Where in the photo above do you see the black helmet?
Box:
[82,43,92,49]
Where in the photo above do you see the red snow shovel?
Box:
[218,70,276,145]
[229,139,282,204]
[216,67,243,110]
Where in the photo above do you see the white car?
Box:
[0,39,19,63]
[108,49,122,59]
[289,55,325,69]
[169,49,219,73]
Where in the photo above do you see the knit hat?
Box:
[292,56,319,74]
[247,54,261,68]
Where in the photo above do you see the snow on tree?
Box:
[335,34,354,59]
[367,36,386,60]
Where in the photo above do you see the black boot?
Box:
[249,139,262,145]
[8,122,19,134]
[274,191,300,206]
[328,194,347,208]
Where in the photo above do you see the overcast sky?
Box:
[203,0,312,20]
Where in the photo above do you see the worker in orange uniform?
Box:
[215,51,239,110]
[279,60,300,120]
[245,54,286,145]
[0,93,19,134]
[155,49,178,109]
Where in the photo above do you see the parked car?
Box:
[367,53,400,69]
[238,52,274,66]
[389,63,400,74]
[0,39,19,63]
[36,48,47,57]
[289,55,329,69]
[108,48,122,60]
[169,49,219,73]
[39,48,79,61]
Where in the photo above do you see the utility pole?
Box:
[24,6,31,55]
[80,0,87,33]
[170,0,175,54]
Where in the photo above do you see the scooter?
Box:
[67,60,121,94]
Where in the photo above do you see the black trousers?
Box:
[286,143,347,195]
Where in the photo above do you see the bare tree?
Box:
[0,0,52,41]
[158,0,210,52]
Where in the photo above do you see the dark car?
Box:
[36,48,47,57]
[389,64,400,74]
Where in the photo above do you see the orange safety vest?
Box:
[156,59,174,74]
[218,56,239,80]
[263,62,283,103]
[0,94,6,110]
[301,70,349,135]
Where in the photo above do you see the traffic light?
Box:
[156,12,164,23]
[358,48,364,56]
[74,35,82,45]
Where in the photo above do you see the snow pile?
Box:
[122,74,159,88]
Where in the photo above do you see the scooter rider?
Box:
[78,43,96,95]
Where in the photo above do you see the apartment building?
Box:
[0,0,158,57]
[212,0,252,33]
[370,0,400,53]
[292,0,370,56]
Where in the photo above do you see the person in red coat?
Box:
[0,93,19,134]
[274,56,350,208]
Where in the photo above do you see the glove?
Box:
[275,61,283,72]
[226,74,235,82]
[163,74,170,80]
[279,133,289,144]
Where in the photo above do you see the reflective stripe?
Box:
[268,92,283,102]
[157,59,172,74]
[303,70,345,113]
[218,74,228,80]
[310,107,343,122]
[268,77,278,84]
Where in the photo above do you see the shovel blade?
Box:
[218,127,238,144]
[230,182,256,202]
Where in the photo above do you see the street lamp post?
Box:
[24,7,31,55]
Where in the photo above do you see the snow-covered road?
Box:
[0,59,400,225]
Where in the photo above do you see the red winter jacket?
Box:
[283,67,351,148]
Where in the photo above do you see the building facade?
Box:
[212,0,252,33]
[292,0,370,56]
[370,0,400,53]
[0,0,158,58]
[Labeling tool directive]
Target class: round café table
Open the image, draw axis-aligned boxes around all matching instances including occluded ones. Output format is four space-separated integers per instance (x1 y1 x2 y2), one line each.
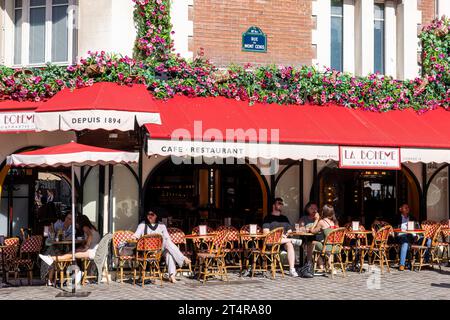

-=-=-=-=-

Problem details =>
Can you copy every one of the lines above word for word, leaving out the pictures?

Written solution =>
Where in the photo above do you see the black helmet?
Box:
[82,43,92,49]
Where in the photo above do you see the red snow shovel?
Box:
[218,70,276,145]
[229,139,282,204]
[216,67,243,110]
Where in the photo above do you see the white car?
Box:
[0,39,19,63]
[108,49,122,59]
[289,55,325,69]
[169,49,219,73]
Where in the photo above do you see the knit hat?
Box:
[292,56,319,74]
[247,54,261,68]
Where in the photo above do you see the snow on tree?
Box:
[335,34,354,59]
[367,36,386,60]
Where in the photo above do you see the black boot?
Box:
[249,139,262,145]
[8,122,19,134]
[274,191,300,206]
[328,194,347,208]
Where in the photo above do you see the overcast sky?
Box:
[203,0,312,20]
Where in the photo above do you see the worker in orange uniform?
Box:
[215,51,239,110]
[279,60,300,120]
[245,54,286,145]
[0,93,19,134]
[155,49,178,109]
Where in the photo above do you see the parked car?
Box:
[367,53,400,69]
[238,52,274,66]
[389,63,400,74]
[0,39,19,63]
[36,48,47,57]
[289,55,329,69]
[108,48,122,60]
[169,49,219,73]
[39,48,79,61]
Where in the photo above do you see the utility pole?
Box:
[24,6,31,55]
[80,0,87,33]
[170,0,175,54]
Where in the photo above do you see the scooter?
Box:
[67,60,121,94]
Where in the photo above do you see the black trousers?
Box:
[286,143,347,195]
Where in the photo above do you see the bare tree?
Box:
[0,0,52,41]
[158,0,210,52]
Where in the photo above do you see the dark car?
Box:
[36,48,47,57]
[389,64,400,74]
Where in the photo above do you see the orange safety vest?
Box:
[156,59,174,74]
[218,56,239,80]
[263,62,283,103]
[0,94,6,110]
[301,70,349,135]
Where in the photo above do you see the traffic light?
Box:
[156,12,164,23]
[358,48,364,56]
[74,35,82,45]
Where in the photo above do you see the snow pile?
Box:
[122,74,159,88]
Where in the photo above do you see the scooter rider?
Box:
[78,43,96,95]
Where in the photo above do you see the apartment building?
Box:
[0,0,158,57]
[212,0,252,33]
[370,0,400,53]
[292,0,370,56]
Where in the photo above do you see the person in red coat?
Box:
[0,93,19,134]
[274,56,350,208]
Where in the photo above do you see the glove?
Box:
[275,61,283,72]
[226,74,235,82]
[163,74,170,80]
[279,133,289,144]
Where in the photo above do you see the reflective stripe?
Box:
[268,92,283,102]
[157,59,172,74]
[303,70,345,113]
[218,74,228,80]
[310,107,343,122]
[268,77,278,84]
Where in the photo above do you see the shovel blade?
Box:
[218,127,238,144]
[230,182,256,202]
Where in the photo above do you see the street lamp post?
Box:
[24,7,31,55]
Where in the photo above do you see the snow-covered road?
Box:
[0,59,400,225]
Where in the photo above do you see the red winter jacket?
Box:
[283,67,351,148]
Where in the photo above do you see the building facade?
Box:
[212,0,252,33]
[292,0,370,56]
[370,0,400,53]
[0,0,158,58]
[Labeling tool directive]
Target class: round café table
Open the image, draw axis-aligned boxes around all matching instances including occluded ones. Output format is four space-separated integers per instance (x1 y1 x2 y2), one line each.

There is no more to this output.